What the task asks. Pick out each line of the records in which the word "wooden" appears.

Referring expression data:
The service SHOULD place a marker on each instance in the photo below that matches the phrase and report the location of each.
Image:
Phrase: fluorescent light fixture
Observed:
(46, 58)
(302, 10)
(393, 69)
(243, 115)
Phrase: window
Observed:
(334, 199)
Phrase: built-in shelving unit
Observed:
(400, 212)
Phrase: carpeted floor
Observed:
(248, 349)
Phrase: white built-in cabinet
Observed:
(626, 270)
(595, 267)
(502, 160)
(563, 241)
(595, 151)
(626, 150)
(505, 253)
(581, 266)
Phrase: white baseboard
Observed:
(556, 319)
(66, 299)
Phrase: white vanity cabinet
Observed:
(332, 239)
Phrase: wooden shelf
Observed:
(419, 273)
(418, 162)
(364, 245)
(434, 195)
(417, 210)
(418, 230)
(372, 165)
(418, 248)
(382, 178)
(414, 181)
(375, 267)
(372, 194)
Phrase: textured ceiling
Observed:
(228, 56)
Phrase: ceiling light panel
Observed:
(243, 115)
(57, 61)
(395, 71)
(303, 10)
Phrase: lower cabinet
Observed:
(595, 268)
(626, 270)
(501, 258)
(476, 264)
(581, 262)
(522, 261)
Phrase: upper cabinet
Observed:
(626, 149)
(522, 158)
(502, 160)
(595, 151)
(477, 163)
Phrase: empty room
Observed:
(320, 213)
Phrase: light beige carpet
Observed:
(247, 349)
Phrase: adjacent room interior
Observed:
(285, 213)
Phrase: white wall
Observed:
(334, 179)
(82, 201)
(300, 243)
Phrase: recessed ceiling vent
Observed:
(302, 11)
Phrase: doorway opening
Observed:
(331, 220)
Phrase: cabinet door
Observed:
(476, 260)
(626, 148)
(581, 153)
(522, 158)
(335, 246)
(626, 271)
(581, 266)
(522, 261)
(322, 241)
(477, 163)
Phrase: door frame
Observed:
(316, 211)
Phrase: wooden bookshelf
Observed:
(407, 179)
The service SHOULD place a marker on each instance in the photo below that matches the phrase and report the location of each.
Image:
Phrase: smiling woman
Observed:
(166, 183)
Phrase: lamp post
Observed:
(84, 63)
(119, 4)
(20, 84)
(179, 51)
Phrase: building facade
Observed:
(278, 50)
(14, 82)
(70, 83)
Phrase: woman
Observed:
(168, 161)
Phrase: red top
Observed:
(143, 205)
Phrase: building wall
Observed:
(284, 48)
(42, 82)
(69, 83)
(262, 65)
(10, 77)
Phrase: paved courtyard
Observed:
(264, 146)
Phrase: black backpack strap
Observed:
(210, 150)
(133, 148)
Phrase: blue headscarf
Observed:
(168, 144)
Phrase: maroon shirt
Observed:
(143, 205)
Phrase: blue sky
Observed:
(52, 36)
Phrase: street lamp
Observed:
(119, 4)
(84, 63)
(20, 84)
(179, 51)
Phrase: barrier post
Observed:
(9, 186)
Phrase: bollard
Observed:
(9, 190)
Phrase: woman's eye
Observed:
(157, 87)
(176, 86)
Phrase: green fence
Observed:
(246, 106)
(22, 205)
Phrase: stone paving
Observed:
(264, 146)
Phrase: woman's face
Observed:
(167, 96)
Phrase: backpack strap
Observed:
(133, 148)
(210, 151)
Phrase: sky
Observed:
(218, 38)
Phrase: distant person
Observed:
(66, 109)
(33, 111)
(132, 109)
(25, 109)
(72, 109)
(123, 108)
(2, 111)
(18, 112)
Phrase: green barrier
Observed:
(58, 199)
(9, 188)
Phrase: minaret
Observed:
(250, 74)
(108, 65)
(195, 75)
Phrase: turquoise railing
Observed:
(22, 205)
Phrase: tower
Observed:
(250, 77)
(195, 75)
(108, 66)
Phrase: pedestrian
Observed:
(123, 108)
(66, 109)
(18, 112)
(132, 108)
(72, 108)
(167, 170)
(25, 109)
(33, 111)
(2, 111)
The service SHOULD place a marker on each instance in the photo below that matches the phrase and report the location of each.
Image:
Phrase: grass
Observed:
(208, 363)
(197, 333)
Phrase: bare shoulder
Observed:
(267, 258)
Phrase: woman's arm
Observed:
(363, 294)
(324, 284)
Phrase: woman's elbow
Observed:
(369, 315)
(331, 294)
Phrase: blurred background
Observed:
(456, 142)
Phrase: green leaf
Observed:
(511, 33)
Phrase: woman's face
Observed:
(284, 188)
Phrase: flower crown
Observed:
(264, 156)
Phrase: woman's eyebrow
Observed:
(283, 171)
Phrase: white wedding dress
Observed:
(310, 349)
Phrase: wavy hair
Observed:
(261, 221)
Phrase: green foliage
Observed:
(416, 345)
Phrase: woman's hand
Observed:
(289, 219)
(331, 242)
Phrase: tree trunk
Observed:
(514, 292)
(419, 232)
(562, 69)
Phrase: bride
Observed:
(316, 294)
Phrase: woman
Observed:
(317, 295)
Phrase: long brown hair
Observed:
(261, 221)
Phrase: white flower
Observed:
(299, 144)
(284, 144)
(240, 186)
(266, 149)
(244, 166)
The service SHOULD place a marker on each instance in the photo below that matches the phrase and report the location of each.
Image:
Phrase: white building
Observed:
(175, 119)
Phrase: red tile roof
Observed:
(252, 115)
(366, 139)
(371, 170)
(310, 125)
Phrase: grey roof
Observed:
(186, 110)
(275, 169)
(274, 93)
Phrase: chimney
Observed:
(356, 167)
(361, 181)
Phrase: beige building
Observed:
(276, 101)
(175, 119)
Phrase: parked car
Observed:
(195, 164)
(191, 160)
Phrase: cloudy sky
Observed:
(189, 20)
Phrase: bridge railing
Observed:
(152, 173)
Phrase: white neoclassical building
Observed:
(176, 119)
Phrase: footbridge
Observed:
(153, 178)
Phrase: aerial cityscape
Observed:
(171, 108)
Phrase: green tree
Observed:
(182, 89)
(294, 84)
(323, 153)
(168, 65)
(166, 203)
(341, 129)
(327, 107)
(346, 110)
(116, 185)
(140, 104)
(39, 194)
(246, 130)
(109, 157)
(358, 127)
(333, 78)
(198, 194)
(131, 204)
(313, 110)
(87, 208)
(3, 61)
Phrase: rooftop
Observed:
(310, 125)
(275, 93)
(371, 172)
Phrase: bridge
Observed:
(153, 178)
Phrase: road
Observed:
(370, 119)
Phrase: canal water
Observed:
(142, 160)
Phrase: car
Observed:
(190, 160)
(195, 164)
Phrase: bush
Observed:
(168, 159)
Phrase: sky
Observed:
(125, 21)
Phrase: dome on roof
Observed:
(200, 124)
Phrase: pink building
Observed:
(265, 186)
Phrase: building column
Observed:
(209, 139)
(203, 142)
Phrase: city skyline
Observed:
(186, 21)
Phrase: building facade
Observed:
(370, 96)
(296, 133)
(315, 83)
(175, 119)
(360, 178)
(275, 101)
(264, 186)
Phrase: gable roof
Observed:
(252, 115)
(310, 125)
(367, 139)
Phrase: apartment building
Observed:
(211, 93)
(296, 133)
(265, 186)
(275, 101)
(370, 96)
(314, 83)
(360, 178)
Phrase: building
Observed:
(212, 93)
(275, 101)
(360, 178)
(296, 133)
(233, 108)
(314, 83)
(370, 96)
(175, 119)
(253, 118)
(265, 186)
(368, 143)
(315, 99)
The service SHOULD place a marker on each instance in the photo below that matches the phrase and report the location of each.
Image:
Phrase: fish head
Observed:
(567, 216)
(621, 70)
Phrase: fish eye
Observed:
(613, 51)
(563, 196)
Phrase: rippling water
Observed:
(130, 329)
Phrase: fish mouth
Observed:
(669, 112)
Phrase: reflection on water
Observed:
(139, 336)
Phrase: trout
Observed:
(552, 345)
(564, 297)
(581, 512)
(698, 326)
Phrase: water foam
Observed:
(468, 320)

Result of this task.
Phrase: wooden shelf
Phrase: wooden bookshelf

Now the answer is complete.